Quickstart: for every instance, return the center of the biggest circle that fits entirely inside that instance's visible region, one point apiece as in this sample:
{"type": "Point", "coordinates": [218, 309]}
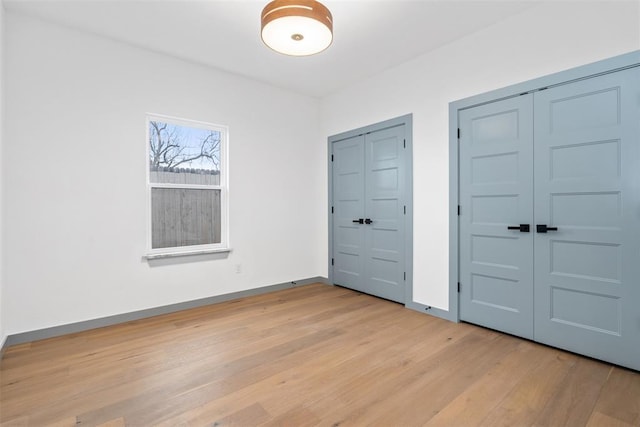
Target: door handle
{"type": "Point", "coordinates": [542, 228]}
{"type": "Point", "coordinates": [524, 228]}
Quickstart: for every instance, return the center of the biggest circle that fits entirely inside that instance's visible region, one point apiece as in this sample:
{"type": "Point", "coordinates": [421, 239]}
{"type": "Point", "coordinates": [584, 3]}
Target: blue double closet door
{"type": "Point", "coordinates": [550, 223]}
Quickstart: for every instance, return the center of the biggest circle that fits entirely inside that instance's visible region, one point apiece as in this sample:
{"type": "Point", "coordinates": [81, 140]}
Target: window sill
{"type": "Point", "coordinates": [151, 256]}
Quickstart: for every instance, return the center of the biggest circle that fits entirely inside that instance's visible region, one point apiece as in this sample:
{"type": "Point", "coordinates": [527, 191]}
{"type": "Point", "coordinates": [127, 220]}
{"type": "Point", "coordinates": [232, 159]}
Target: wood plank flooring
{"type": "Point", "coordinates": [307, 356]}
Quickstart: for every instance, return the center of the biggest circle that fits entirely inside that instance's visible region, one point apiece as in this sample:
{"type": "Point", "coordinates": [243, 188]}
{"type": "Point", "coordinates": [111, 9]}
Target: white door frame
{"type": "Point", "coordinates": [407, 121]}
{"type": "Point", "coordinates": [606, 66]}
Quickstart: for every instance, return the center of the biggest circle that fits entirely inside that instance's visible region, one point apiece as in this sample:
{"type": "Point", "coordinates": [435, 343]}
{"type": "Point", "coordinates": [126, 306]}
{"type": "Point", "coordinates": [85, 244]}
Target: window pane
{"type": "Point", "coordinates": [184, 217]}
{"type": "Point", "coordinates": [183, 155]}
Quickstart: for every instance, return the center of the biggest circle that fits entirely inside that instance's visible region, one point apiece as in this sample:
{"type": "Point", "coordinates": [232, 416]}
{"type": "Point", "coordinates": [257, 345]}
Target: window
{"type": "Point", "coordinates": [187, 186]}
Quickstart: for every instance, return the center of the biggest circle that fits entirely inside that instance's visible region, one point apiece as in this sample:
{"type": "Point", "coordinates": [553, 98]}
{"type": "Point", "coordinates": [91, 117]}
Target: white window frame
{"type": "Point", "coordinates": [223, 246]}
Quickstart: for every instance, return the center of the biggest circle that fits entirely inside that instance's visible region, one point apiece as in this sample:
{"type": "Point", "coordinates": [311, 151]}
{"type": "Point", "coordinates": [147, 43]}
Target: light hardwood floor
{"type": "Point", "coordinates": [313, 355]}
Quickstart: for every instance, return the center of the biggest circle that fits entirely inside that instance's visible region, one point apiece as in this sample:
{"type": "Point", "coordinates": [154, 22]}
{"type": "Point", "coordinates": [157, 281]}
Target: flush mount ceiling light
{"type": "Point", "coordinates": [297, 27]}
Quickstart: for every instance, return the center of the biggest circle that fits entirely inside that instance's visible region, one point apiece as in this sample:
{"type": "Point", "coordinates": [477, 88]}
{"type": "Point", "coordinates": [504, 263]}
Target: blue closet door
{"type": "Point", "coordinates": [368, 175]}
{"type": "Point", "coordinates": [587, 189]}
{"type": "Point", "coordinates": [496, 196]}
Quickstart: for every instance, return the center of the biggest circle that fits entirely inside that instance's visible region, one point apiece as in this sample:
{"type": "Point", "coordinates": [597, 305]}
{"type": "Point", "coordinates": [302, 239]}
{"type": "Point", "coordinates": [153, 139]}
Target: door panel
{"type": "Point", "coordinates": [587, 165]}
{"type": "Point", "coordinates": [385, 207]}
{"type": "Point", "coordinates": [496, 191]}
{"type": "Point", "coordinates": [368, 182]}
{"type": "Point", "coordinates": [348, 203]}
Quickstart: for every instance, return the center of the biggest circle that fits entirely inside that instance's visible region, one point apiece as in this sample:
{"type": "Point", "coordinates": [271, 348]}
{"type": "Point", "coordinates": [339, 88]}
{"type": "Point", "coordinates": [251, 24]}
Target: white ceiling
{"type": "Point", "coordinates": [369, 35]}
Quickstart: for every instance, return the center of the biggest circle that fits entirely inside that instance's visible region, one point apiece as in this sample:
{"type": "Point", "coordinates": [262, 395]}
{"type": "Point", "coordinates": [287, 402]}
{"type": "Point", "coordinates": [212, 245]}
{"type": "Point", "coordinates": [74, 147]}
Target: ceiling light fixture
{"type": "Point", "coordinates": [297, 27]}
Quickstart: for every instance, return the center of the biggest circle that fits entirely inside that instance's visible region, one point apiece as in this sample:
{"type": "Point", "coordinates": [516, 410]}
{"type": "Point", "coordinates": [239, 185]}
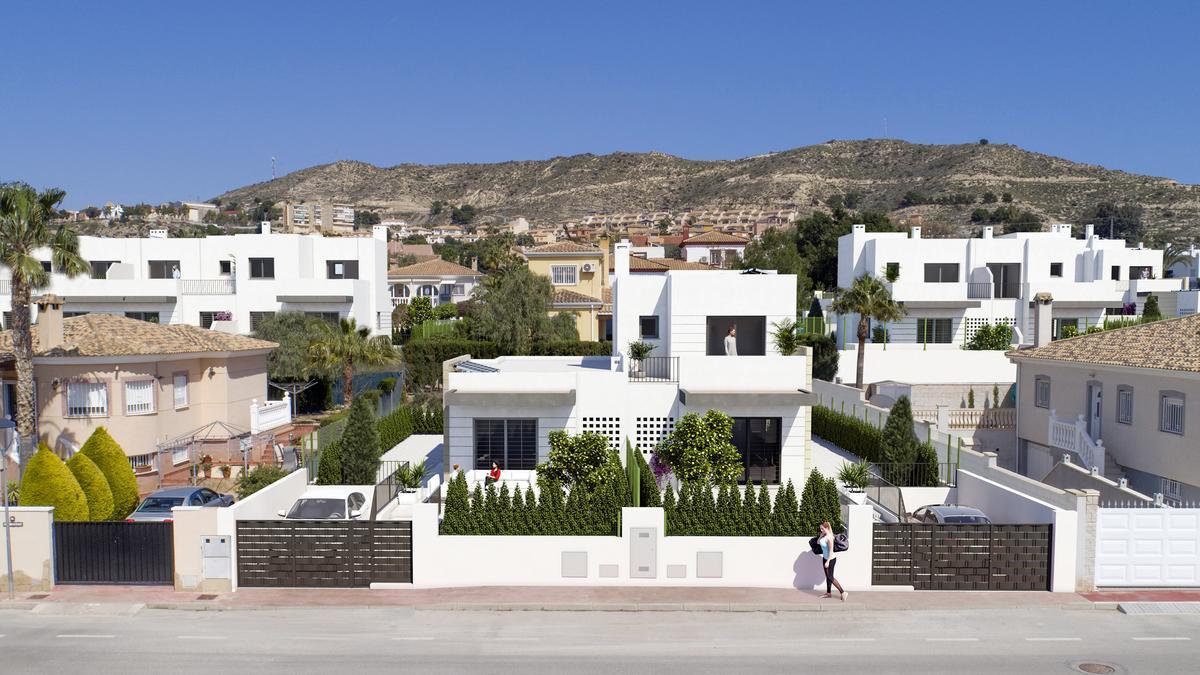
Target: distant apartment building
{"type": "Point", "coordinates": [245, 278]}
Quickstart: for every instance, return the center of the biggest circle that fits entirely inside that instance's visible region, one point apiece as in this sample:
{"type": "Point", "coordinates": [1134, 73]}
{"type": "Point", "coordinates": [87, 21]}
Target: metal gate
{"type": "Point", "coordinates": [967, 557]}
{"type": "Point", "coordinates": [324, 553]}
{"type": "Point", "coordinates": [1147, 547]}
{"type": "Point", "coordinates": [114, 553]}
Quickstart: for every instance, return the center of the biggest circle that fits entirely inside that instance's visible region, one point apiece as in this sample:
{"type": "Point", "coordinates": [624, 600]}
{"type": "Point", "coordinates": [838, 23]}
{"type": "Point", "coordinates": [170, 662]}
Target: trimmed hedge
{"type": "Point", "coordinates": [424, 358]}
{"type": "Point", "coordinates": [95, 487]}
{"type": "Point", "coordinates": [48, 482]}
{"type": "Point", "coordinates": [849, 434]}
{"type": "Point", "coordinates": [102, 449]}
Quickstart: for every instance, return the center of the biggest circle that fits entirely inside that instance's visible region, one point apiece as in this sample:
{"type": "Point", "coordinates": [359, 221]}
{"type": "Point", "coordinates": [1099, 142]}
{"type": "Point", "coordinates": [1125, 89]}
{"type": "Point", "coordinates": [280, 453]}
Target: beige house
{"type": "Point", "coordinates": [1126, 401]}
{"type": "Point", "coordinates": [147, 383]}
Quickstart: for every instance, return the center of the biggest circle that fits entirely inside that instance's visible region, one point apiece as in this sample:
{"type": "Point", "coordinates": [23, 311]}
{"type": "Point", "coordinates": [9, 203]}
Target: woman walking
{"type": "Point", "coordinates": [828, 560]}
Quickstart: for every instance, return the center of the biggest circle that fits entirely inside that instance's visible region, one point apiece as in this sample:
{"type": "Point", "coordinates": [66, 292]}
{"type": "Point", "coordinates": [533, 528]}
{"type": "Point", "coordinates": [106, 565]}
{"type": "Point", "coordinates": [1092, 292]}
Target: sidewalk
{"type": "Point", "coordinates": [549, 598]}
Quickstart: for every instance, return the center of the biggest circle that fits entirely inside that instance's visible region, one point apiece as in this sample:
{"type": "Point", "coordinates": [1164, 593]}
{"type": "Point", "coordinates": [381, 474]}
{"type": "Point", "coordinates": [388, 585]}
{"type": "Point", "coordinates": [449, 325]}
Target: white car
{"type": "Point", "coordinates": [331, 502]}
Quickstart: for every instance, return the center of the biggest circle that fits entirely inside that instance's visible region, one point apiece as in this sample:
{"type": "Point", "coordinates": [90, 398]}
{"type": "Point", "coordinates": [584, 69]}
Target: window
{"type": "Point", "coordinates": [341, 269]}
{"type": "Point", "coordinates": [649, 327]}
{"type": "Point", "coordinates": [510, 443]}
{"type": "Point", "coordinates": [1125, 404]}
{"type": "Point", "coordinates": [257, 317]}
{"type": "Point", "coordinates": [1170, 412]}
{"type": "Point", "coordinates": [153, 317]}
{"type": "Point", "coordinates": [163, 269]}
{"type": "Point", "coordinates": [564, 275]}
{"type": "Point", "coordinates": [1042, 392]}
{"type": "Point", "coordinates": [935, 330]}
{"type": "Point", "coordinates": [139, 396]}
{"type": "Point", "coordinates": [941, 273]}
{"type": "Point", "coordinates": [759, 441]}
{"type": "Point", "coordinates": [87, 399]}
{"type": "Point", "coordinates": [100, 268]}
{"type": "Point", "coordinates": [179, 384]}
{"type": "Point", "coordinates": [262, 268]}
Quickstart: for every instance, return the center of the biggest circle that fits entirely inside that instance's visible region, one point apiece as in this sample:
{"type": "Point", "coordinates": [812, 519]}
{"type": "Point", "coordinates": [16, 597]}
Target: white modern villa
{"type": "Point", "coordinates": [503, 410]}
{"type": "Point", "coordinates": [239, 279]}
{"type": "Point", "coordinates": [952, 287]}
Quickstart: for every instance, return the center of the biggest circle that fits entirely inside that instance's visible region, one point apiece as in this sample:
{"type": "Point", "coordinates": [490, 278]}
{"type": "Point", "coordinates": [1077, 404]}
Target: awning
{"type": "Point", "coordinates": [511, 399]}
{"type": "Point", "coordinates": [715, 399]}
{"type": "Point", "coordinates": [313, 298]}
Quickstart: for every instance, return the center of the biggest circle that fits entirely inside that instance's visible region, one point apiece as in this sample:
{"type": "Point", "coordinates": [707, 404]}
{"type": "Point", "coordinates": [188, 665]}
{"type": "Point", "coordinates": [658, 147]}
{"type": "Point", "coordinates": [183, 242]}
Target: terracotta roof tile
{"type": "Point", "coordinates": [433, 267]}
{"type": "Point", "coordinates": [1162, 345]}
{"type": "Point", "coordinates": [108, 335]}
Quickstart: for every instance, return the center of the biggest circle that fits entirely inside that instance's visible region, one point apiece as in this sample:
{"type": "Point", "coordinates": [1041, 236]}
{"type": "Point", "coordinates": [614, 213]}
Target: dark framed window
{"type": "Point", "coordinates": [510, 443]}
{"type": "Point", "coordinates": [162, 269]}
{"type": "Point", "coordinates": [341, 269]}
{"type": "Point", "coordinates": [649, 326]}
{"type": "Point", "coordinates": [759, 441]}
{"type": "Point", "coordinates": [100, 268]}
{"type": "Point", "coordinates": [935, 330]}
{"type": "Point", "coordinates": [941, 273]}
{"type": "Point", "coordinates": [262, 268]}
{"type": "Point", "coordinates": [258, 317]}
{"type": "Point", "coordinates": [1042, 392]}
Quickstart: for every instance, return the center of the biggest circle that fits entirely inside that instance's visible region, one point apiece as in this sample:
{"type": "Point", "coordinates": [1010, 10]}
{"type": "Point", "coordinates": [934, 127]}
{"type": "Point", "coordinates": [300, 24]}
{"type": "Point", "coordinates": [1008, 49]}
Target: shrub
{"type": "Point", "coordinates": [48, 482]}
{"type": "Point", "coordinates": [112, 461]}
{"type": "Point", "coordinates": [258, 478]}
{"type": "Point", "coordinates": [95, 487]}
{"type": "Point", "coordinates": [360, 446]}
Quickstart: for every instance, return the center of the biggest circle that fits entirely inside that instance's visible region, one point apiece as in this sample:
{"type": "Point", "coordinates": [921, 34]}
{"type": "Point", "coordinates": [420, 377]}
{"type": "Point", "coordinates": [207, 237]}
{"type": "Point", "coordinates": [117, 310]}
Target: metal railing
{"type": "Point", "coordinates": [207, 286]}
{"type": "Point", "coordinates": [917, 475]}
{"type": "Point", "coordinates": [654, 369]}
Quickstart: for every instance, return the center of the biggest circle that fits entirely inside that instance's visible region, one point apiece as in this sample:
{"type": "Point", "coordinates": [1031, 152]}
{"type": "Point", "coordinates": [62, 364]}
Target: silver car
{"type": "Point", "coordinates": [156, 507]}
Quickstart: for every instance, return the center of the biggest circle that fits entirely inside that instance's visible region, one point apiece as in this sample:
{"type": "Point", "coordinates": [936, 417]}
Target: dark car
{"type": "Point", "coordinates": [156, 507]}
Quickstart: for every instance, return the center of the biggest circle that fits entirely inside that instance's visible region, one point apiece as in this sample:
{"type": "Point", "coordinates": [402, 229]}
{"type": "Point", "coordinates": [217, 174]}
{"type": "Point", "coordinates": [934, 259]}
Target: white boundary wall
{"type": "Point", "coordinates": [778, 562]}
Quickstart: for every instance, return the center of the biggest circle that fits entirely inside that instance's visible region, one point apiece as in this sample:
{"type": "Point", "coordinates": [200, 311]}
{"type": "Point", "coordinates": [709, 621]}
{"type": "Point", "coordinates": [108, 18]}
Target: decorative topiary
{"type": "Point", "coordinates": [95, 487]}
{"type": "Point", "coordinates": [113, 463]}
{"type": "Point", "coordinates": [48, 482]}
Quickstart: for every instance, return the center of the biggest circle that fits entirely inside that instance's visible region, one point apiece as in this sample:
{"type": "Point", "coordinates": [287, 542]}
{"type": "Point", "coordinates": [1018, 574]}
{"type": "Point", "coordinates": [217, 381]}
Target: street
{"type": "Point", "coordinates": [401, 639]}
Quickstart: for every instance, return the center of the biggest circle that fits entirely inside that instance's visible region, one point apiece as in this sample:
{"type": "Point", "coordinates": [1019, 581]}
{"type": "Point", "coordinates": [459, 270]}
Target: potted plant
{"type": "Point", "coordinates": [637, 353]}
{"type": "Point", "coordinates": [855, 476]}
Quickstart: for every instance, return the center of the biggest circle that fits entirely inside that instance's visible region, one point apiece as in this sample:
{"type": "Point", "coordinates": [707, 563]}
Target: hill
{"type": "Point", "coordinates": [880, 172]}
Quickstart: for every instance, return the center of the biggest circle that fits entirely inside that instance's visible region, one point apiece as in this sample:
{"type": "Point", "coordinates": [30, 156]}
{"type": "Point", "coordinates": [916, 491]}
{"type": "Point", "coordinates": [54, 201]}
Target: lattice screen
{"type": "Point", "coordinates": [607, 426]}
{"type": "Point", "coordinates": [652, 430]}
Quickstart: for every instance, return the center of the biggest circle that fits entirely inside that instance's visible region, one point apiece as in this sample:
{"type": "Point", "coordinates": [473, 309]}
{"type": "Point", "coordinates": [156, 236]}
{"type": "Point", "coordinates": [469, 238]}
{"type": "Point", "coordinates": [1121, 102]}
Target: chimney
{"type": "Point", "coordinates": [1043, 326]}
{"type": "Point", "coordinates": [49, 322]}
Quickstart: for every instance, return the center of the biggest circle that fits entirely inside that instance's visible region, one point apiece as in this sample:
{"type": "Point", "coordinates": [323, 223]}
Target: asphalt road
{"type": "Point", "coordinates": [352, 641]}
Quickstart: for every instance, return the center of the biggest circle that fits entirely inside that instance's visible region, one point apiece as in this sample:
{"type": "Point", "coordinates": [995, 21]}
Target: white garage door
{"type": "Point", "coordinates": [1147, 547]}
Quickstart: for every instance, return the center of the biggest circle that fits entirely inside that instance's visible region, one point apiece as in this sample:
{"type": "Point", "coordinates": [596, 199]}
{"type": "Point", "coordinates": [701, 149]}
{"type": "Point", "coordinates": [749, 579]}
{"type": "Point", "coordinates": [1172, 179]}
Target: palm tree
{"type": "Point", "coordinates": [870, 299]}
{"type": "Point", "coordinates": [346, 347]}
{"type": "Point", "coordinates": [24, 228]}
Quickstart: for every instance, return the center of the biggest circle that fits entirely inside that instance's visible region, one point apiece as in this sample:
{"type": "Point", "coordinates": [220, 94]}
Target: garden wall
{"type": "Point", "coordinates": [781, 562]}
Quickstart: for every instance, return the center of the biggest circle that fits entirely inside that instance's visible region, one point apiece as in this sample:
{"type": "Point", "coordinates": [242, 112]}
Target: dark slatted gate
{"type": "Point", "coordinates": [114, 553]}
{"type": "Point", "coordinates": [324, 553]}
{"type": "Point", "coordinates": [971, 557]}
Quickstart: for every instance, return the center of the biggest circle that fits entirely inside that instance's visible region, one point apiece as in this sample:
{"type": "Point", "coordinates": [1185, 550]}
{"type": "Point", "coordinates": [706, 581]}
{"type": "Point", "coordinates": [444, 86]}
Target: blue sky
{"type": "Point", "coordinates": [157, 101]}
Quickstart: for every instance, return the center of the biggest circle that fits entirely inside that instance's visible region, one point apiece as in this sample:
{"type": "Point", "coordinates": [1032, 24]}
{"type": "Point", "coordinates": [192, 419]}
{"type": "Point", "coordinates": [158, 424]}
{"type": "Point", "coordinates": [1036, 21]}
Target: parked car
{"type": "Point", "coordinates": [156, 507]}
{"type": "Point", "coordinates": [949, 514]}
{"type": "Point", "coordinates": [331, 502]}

= = = =

- **Action item**
All that is wanted is the set of lines from the one with "Target: palm tree" through the last line of the entries, both included, output exactly.

- **Answer to the problem**
Target: palm tree
{"type": "Point", "coordinates": [870, 299]}
{"type": "Point", "coordinates": [346, 347]}
{"type": "Point", "coordinates": [24, 228]}
Quickstart: for every instance, return the center of the biggest circle that fits entirely inside that instance's visible region, one point apiece as in this sample:
{"type": "Point", "coordinates": [220, 94]}
Target: garden wall
{"type": "Point", "coordinates": [781, 562]}
Quickstart: for every instance, return the center of the biggest circle that fits entirely inside that instance's visible region, one point apiece as in this sample:
{"type": "Point", "coordinates": [242, 112]}
Target: dark slatted gate
{"type": "Point", "coordinates": [114, 553]}
{"type": "Point", "coordinates": [324, 553]}
{"type": "Point", "coordinates": [971, 557]}
Quickstart: for every instance, return the center of the biggest circle that fits entirely inside that instance's visible region, one point apiece as in this sample:
{"type": "Point", "coordinates": [1185, 550]}
{"type": "Point", "coordinates": [706, 581]}
{"type": "Point", "coordinates": [444, 86]}
Target: blue sky
{"type": "Point", "coordinates": [157, 101]}
Quickstart: for every instance, return the center of the biggest circle that fits entirely inside that instance's visible region, one point apiece as in this sample:
{"type": "Point", "coordinates": [1032, 24]}
{"type": "Point", "coordinates": [192, 419]}
{"type": "Point", "coordinates": [158, 424]}
{"type": "Point", "coordinates": [1036, 21]}
Target: parked car
{"type": "Point", "coordinates": [156, 507]}
{"type": "Point", "coordinates": [949, 514]}
{"type": "Point", "coordinates": [331, 502]}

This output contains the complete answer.